◆ **Lesetext**:
***

Damit leben. (Aber ich muß wieder zum Teig in die Küche.)
[18.37 Uhr]
Das geht alles in mir um, ich kann ja nichts tun — nichts, außer ein nächstes Buch zu beginnen, das ich ins Leere schreiben werde … ins Fastleere, na gut, es gibt ja paar Leute, die meine Dichtungen dennoch lesen. Nur b i n ich nicht, kann mich nicht bescheiden. Es gibt Namen, die sind in aller Munde, vom meinen kosten sie nicht mal, kriegen ihn auch kaum serviert. Durchstreifen Sie, Freundin, die Buchhandlungen, um zu schauen, wo die Triestbriefe liegen. Egal, wo. Und Sie werden verstehen, welch ein Segen Amazon für mich ist … ein solcher fast, wie es für Jelinek die Frauengruppen an den Universitäten waren (vor ihrem Nobelpreis, versteht sich) und für Egger die so engst, daß sich von „familiär“ sprechen läßt, aneinandergerückten Wände des zeitgenössischen Lyrikbetriebs. Kein Wunder, daß alliterativ mir Ecker einfällt, Christopher Ecker, dem es nicht anders geht als mir.
Wieso ich, Freundin, derart verzweifelt sei? — Das bin ich nicht, bin nur etwas müde. (Die Neuropathie in den Füßen nervt; um nicht höher dosieren zu müssen, habe ich das Pregabalin besser erstmal abgesetzt. Nicht wegen der objektiven Suchtgefahr, sondern weil die Medikation eine Höchstgrenze kennt und ich rechnen kann. Also halte ich das im Wortsinn Generve erstmal wieder aus und greife zu dem Teufelszeug nicht, bevor es sich neuerlich nicht mehr umgehen läßt, weil ich zum Beispiel anders keinen Schlaf mehr finde. Der Körper, das ist vor allem mein Gehirn, soll sich erstmal wieder entwöhnen. (Freilich könnte dies auch ein Stellvertreterkampf sein, psychodynamisch. Weil ich gegen den Literaturbetrieb nicht ankomme, jedes sichErheben sinnlos wäre, verschiebe ich’s auf etwas, das ich tatsächlich in die Schranken weisen kann: allein qua Wille.)
Großartiger → Aufsatz von Konrad Paul Liessmann; indirekt zeigt er auf, was das Problem ist. (Wenn Sie den Artikel in einem privaten Fenster bzw. per VPN öffnen, können Sie die Bezahlschranke umgehen.)

***

Auszug aus einem Datensatz

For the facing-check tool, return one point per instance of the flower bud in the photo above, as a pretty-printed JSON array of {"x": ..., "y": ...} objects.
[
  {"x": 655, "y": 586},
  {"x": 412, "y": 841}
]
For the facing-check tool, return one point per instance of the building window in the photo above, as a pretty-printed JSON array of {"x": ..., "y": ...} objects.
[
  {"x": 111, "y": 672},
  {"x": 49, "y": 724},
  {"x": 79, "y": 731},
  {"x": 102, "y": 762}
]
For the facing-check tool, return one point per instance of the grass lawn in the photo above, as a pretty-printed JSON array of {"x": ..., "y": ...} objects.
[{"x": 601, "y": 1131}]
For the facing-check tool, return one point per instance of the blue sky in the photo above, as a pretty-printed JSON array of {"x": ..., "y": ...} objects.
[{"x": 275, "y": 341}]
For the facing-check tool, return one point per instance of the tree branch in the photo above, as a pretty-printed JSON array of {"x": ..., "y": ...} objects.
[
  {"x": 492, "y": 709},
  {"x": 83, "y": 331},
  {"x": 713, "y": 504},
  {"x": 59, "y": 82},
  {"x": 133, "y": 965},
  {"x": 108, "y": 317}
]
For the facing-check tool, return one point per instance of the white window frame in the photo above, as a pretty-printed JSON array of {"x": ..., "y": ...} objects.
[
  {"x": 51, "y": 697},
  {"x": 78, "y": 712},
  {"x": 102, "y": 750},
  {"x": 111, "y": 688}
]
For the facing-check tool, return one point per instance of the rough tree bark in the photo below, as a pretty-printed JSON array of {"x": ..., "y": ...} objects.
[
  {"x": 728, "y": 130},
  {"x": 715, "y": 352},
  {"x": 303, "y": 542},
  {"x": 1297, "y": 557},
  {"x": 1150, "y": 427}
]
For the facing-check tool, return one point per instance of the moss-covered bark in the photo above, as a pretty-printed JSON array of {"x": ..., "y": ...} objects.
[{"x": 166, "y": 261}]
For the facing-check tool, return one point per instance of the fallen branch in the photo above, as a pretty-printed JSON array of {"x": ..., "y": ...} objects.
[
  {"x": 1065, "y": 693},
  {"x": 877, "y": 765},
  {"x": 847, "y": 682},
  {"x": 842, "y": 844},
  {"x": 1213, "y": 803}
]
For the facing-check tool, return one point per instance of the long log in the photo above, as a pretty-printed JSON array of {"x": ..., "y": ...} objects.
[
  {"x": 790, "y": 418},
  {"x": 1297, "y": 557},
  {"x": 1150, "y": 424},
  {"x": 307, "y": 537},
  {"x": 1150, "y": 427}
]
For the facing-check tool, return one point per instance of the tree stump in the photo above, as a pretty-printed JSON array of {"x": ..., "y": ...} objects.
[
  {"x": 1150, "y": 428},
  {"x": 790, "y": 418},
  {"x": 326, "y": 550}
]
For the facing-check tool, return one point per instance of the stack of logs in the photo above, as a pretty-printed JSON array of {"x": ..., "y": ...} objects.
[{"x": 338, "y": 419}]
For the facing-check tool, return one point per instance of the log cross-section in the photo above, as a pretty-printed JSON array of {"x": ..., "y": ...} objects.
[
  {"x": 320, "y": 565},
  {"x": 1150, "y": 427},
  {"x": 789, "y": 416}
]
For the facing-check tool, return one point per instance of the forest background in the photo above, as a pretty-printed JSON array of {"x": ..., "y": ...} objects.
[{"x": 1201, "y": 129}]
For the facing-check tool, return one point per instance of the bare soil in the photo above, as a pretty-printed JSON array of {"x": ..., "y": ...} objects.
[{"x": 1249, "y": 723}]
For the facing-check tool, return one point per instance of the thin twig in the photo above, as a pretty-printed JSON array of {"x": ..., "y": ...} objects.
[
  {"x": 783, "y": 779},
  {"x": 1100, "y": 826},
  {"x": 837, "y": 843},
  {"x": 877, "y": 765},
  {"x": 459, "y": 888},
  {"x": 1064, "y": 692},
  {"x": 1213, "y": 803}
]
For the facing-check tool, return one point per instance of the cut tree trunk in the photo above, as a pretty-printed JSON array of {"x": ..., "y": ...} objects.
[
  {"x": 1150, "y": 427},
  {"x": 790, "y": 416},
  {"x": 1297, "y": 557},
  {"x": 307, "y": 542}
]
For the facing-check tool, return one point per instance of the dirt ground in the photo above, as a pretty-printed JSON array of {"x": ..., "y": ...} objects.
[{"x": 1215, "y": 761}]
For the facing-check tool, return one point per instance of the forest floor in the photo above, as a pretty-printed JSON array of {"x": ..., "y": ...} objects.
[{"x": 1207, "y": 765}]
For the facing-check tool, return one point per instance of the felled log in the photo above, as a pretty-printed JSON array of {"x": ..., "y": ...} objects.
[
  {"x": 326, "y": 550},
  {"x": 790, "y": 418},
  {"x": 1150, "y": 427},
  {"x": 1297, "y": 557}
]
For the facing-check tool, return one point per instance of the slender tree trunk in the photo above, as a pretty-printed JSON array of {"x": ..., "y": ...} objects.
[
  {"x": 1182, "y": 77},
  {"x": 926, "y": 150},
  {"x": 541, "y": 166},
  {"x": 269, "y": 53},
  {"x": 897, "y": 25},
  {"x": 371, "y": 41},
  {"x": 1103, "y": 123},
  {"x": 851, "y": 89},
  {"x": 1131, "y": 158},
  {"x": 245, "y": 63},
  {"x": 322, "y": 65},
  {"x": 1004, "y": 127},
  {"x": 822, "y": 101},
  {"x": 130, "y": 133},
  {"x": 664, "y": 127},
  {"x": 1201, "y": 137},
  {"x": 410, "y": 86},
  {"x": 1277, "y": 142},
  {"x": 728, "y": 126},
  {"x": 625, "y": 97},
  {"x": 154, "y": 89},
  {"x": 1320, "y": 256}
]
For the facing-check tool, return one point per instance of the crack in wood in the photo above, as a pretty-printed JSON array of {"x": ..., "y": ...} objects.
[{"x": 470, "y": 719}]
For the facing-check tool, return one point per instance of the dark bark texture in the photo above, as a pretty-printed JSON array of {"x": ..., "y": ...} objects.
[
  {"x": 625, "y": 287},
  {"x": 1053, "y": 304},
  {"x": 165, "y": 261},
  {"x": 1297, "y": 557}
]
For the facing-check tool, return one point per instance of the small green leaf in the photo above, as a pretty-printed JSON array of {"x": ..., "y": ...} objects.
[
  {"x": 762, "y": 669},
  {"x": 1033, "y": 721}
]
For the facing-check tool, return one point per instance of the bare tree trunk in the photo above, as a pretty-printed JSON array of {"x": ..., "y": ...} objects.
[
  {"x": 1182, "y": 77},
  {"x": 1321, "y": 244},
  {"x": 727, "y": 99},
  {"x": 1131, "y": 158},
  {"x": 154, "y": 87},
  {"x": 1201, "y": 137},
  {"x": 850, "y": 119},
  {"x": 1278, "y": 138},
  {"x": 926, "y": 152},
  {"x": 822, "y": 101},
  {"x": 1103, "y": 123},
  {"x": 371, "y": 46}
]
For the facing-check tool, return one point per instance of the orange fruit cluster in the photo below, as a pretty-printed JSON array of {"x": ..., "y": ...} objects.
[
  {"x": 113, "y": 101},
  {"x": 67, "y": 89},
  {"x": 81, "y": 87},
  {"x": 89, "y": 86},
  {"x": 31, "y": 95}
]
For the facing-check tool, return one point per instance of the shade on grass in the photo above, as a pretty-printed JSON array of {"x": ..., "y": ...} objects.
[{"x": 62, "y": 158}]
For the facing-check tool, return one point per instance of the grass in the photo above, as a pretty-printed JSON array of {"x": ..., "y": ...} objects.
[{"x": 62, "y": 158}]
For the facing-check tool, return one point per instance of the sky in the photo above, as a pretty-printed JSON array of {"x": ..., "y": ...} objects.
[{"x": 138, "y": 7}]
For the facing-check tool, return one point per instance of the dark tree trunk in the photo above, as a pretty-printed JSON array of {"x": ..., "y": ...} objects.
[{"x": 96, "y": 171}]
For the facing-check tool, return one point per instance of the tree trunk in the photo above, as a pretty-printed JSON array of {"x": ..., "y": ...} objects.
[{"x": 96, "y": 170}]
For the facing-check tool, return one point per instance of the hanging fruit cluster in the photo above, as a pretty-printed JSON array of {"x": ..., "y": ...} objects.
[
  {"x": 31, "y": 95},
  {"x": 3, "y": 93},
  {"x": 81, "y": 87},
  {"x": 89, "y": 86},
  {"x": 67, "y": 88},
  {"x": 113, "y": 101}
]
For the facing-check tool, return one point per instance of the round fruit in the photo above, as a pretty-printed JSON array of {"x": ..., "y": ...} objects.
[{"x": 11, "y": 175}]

***

◆ **Zu lösende Aufgaben**:
1: Von wem stammt der Aufsatz, den der Lesetext als großartig bezeichnet?
2: Geben Sie aus dem Lesetext den Abschnitt zwischen „[18.37 Uhr]“ und „geht als mir.“ einschließlich wortgetreu aus.

◆ **Ausgearbeitete Lösungen**:
1: Von Konrad Paul Liessmann.

2:
[18.37 Uhr]
Das geht alles in mir um, ich kann ja nichts tun — nichts, außer ein nächstes Buch zu beginnen, das ich ins Leere schreiben werde … ins Fastleere, na gut, es gibt ja paar Leute, die meine Dichtungen dennoch lesen. Nur b i n ich nicht, kann mich nicht bescheiden. Es gibt Namen, die sind in aller Munde, vom meinen kosten sie nicht mal, kriegen ihn auch kaum serviert. Durchstreifen Sie, Freundin, die Buchhandlungen, um zu schauen, wo die Triestbriefe liegen. Egal, wo. Und Sie werden verstehen, welch ein Segen Amazon für mich ist … ein solcher fast, wie es für Jelinek die Frauengruppen an den Universitäten waren (vor ihrem Nobelpreis, versteht sich) und für Egger die so engst, daß sich von „familiär“ sprechen läßt, aneinandergerückten Wände des zeitgenössischen Lyrikbetriebs. Kein Wunder, daß alliterativ mir Ecker einfällt, Christopher Ecker, dem es nicht anders geht als mir.